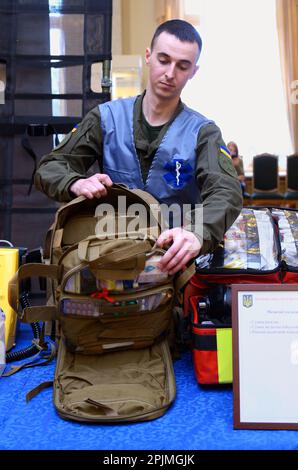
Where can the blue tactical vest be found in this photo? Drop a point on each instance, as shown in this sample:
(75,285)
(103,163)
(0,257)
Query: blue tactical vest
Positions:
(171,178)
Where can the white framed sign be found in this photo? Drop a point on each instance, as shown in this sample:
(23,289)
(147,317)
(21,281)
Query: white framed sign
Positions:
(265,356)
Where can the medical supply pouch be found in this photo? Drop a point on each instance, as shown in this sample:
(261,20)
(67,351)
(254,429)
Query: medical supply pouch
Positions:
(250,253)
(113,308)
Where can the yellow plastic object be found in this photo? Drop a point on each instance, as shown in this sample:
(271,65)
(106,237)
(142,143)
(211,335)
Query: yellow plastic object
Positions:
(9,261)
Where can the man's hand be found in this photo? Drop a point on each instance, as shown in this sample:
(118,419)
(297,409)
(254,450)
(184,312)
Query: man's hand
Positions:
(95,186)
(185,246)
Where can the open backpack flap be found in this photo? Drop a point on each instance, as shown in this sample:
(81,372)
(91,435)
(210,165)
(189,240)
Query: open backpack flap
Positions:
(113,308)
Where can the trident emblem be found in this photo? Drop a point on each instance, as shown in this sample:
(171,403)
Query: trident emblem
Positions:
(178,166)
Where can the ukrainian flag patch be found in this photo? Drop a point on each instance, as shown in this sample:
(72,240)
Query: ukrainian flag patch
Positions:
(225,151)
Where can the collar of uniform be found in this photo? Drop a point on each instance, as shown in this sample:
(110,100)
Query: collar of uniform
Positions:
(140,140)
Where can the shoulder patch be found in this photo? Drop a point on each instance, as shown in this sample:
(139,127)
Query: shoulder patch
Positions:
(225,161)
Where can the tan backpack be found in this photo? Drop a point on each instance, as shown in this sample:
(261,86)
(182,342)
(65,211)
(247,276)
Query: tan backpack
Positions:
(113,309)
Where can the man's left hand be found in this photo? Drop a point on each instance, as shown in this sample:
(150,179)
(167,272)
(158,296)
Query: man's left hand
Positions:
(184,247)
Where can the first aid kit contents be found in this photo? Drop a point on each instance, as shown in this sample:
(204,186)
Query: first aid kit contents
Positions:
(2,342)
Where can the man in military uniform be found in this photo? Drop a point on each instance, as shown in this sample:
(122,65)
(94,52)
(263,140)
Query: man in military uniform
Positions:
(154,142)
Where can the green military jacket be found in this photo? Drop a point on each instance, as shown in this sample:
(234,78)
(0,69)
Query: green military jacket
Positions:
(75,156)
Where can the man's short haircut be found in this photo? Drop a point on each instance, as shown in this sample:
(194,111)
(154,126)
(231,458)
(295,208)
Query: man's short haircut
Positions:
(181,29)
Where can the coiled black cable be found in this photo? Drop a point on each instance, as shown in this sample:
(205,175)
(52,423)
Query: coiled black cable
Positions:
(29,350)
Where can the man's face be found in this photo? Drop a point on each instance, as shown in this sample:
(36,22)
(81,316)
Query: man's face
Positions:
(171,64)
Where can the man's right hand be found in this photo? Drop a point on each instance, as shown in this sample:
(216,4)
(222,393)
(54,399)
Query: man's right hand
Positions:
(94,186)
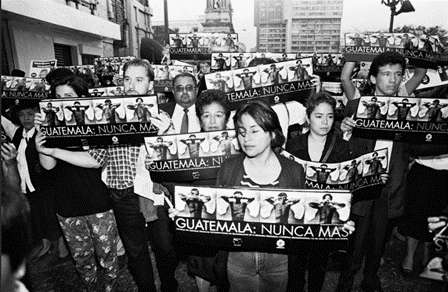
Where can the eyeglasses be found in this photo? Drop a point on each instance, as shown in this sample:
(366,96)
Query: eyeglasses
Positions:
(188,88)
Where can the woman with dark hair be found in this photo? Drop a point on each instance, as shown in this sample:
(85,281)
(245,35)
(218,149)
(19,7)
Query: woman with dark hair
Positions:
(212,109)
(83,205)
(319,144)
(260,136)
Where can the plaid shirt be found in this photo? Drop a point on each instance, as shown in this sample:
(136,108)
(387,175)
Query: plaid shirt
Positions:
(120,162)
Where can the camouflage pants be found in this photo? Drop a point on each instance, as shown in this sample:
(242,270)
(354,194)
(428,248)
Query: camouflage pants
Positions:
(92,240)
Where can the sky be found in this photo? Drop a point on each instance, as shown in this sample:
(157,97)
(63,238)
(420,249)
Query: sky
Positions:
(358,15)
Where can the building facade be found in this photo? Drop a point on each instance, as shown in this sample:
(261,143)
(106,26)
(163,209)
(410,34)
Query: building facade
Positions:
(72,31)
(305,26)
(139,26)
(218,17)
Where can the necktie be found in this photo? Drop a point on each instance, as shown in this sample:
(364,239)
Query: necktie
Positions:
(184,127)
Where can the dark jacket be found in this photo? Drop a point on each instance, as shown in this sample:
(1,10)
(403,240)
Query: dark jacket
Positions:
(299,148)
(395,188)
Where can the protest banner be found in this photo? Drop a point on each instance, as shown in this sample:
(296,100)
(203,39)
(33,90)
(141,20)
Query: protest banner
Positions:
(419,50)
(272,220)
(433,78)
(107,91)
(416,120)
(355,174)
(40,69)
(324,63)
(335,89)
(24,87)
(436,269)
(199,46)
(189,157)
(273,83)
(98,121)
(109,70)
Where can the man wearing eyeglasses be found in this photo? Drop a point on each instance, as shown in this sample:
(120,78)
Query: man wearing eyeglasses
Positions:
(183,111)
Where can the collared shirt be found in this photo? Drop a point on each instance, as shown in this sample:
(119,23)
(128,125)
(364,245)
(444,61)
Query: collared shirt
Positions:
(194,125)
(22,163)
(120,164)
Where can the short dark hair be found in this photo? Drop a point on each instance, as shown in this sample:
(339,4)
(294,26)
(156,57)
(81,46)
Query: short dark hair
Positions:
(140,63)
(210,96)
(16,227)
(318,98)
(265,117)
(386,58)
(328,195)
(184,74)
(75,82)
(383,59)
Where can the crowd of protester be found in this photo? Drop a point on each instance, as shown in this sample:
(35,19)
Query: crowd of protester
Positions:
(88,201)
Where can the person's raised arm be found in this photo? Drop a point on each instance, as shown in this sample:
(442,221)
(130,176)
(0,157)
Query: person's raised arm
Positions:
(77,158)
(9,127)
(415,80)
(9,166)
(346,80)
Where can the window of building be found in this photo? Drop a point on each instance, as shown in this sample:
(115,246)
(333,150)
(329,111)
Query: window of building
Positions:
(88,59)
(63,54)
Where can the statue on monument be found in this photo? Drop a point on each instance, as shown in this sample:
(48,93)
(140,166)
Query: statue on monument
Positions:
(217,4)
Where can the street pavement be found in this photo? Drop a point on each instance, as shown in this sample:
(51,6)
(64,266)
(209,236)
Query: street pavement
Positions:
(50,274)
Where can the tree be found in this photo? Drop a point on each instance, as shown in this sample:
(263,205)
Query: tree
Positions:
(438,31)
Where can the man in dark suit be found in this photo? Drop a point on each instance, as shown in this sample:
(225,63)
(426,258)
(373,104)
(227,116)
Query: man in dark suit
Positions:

* * *

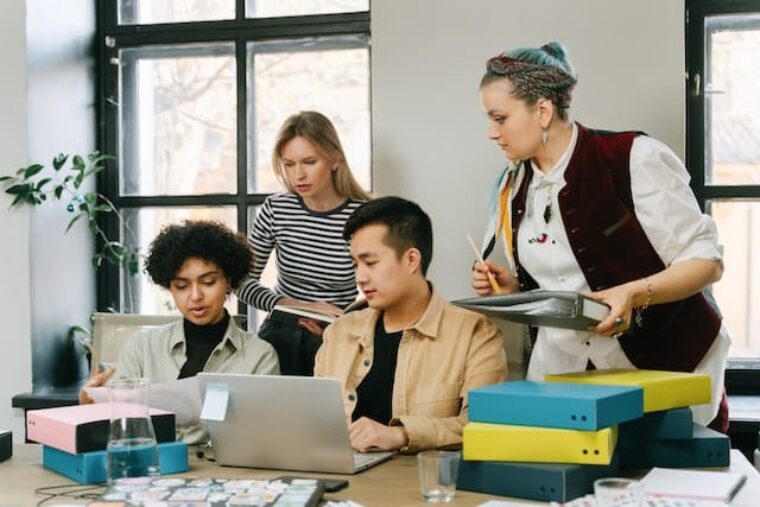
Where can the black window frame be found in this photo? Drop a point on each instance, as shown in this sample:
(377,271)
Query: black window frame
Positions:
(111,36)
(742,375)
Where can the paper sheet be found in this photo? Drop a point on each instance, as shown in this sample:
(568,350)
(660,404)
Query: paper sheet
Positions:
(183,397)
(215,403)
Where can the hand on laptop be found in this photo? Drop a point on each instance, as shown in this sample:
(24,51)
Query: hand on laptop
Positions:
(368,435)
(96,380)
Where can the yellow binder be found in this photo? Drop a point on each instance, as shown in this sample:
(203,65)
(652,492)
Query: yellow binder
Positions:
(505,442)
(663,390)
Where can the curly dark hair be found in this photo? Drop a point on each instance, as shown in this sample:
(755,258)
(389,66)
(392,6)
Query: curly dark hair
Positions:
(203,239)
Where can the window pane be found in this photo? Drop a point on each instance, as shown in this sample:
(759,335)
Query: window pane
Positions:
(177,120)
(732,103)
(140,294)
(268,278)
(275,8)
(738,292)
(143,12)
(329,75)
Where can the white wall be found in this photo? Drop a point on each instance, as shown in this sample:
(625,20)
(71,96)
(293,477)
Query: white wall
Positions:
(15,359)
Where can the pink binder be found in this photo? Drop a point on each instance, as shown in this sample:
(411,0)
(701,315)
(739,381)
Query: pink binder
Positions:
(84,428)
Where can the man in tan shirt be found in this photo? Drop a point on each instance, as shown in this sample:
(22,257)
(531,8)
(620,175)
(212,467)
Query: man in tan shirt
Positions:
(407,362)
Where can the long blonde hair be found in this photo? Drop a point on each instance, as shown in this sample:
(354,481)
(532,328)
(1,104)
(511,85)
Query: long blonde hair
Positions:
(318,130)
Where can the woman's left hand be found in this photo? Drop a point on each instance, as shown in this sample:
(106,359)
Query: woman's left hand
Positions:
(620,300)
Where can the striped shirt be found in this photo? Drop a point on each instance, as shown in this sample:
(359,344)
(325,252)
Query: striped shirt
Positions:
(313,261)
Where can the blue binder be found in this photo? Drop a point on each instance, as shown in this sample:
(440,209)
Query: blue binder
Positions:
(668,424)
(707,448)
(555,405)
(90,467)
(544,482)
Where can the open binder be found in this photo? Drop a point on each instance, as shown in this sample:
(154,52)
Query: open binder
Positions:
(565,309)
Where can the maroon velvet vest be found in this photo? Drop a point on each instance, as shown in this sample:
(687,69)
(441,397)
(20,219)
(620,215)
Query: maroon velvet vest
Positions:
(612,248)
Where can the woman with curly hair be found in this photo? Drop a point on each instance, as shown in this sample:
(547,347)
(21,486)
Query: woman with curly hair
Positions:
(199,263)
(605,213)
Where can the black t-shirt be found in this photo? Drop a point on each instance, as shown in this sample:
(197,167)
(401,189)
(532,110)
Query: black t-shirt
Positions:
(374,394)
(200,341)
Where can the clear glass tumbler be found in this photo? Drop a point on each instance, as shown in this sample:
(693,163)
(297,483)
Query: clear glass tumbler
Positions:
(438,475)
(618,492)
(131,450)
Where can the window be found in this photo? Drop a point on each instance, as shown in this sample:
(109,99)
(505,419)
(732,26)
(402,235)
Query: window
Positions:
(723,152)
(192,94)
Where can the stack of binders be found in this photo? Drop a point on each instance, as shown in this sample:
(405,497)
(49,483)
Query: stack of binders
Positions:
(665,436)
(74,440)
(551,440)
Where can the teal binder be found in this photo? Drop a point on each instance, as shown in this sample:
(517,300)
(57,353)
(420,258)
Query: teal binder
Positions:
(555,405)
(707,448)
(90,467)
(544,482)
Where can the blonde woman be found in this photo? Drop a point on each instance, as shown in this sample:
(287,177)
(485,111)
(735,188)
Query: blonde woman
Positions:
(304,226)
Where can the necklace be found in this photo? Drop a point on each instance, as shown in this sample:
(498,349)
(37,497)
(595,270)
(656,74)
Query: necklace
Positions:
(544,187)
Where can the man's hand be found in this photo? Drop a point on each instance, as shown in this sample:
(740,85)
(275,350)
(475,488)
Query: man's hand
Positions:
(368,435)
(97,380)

==

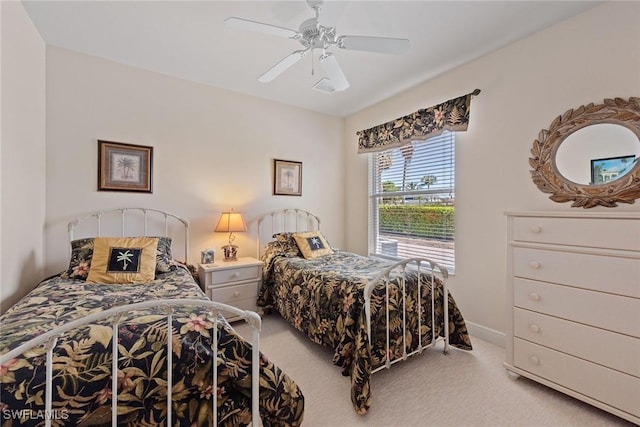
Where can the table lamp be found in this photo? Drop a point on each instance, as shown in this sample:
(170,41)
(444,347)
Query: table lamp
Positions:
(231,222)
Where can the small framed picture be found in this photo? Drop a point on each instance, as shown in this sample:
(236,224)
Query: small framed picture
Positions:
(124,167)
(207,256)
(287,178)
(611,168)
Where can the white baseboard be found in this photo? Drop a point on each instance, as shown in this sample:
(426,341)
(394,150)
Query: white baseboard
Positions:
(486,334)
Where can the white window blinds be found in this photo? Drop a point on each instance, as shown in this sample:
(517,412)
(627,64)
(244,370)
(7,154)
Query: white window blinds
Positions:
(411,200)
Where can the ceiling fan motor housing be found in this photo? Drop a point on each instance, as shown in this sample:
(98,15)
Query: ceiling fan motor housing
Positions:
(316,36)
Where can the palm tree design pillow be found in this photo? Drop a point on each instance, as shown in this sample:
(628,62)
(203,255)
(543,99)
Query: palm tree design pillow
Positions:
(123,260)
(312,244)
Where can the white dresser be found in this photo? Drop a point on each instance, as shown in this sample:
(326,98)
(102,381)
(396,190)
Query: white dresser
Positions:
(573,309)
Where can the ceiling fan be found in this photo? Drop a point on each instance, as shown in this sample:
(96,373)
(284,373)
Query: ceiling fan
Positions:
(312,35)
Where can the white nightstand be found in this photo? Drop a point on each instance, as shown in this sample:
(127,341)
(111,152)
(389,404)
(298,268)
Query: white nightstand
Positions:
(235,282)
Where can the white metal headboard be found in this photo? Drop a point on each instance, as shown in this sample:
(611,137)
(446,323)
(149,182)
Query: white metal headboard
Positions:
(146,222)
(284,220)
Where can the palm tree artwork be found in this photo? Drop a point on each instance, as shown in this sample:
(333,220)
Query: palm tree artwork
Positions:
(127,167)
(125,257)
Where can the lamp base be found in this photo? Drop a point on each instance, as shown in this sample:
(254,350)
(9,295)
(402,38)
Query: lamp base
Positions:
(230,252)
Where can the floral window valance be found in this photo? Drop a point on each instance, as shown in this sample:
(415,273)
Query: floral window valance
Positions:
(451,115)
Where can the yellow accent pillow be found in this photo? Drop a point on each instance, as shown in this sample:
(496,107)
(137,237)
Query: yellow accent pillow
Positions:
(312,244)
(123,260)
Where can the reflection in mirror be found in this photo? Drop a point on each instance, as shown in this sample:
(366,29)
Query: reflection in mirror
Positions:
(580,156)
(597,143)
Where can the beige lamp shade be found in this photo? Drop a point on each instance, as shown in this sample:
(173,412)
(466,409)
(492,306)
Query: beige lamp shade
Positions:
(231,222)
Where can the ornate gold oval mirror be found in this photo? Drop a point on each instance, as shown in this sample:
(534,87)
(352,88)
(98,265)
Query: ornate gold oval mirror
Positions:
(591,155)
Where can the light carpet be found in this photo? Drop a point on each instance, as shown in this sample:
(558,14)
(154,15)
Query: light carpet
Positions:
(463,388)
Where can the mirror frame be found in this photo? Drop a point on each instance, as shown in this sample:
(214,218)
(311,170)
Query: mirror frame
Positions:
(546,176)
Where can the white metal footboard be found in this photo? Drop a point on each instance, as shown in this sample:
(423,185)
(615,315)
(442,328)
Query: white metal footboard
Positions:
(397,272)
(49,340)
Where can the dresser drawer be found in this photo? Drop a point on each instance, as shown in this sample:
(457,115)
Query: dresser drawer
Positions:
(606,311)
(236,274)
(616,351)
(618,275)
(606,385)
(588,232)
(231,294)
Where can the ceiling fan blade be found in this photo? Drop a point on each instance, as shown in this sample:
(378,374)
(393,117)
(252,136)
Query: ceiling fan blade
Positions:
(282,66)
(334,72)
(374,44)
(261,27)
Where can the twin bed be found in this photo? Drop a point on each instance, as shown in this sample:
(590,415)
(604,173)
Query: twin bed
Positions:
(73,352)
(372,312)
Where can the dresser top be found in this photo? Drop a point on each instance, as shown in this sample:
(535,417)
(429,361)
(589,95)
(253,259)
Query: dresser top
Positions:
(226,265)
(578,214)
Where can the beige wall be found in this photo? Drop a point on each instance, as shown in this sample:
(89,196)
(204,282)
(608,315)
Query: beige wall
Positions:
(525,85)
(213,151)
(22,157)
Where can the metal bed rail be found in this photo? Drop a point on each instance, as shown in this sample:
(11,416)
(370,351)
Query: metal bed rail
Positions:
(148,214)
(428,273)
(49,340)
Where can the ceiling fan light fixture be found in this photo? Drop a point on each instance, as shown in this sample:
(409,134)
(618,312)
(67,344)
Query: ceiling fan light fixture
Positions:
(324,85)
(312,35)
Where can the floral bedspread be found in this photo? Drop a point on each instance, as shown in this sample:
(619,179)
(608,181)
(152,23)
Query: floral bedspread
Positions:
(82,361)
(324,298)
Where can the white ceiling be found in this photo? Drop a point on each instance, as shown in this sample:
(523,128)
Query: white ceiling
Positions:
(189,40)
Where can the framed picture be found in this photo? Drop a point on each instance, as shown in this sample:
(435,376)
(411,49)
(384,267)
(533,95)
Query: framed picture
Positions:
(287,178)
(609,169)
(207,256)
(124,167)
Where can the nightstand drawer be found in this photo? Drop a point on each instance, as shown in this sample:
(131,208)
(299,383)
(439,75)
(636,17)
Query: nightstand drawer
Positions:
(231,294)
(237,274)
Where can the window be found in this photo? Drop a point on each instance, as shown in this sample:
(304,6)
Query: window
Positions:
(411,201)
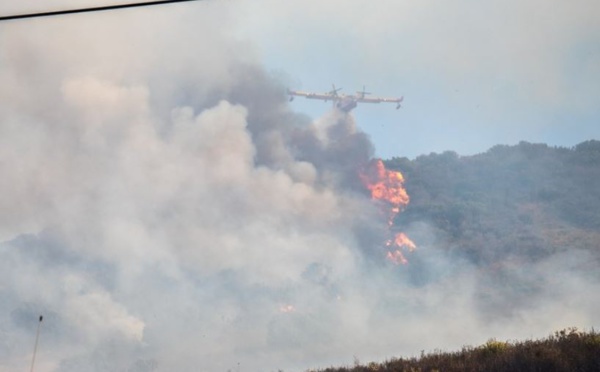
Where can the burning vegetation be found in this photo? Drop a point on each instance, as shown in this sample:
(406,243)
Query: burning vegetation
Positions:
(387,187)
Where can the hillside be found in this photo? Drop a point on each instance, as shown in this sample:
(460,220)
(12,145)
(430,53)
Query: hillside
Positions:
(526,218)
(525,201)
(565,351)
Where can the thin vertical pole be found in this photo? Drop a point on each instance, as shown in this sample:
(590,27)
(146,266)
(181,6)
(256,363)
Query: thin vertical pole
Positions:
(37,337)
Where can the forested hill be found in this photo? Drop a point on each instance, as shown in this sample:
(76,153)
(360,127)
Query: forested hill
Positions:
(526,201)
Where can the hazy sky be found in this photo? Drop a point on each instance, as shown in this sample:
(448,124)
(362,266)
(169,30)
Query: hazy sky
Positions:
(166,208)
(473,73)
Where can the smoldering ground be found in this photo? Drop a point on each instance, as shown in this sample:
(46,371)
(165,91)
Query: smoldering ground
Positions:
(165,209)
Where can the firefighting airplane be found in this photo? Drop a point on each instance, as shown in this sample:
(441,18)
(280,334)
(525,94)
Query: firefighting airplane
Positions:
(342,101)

- Work required -
Count the lines in the data above that contain the string "teal", and reply with the number alone.

- The output -
2